__Task item__
Among these records, tally each line with the word "query"; the answer is that number alone.

__Exercise data__
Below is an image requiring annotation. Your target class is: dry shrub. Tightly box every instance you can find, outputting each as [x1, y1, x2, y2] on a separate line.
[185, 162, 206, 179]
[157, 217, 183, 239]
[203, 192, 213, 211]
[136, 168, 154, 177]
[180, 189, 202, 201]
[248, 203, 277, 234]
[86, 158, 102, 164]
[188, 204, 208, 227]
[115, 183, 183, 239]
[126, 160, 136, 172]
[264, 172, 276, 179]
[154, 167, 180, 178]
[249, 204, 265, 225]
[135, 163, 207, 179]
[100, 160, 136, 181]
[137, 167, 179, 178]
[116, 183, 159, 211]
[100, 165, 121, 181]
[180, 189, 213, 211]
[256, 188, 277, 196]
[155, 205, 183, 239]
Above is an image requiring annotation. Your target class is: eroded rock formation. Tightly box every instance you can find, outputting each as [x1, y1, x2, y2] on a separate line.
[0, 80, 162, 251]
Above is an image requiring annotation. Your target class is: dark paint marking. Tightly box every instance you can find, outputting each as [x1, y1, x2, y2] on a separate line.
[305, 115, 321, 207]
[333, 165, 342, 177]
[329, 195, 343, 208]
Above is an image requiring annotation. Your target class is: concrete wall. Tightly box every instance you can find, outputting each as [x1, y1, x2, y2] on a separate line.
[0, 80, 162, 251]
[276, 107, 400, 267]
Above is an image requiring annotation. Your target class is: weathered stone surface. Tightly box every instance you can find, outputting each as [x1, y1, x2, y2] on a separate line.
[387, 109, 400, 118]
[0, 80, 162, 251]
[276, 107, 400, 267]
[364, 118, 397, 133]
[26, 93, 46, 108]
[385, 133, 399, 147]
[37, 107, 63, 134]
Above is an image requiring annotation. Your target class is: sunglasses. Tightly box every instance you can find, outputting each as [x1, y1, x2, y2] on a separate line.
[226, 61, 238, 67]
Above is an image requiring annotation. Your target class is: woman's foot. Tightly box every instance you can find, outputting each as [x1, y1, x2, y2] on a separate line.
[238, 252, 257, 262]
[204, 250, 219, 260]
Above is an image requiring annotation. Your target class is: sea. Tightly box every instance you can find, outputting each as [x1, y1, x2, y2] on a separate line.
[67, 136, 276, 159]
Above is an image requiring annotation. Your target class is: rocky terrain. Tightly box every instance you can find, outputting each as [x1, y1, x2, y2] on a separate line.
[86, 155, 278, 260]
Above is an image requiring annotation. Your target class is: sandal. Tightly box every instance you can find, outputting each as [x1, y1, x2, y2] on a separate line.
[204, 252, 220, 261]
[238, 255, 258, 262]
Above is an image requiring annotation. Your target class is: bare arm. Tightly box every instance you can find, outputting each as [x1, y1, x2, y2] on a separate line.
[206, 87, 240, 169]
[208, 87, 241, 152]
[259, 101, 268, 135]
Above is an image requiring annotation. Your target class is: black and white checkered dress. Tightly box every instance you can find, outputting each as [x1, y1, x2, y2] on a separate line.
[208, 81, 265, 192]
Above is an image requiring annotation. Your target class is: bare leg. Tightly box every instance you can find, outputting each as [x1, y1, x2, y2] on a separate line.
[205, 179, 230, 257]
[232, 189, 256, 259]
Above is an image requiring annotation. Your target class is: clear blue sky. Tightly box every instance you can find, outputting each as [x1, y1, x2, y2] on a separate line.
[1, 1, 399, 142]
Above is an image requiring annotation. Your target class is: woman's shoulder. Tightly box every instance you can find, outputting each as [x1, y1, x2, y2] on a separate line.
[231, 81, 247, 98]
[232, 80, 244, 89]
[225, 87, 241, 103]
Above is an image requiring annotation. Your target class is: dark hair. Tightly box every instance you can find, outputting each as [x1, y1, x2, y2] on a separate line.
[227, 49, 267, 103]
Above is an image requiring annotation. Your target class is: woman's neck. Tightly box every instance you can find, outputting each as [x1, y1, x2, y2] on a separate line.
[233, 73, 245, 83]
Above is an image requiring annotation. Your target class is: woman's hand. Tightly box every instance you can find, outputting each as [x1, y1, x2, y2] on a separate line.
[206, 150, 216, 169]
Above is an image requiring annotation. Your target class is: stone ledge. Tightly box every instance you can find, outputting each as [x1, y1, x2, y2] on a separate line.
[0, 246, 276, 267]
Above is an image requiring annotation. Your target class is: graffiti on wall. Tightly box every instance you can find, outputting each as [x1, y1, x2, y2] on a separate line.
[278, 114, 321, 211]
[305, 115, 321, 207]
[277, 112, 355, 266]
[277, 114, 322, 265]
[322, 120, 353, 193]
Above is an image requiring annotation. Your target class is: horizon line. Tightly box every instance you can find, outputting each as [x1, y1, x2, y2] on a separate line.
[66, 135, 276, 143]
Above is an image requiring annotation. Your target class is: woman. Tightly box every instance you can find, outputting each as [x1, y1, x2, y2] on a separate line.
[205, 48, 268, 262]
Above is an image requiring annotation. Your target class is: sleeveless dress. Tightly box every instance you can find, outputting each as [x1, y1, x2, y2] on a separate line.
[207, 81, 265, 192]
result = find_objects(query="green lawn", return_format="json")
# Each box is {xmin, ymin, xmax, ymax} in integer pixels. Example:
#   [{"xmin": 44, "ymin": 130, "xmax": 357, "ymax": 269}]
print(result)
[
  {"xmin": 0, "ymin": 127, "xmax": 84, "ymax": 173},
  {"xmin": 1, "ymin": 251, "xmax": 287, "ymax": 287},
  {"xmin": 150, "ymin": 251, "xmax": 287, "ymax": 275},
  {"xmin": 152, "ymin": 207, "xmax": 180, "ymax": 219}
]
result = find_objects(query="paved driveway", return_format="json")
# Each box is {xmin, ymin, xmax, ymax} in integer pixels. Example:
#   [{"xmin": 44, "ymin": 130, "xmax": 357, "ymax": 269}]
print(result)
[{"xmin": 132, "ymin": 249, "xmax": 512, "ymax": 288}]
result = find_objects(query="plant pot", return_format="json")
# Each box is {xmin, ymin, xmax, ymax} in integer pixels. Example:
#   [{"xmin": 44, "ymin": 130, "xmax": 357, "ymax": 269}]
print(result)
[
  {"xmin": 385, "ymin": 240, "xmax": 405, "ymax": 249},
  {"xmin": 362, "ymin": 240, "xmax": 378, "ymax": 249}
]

__Exercise answer__
3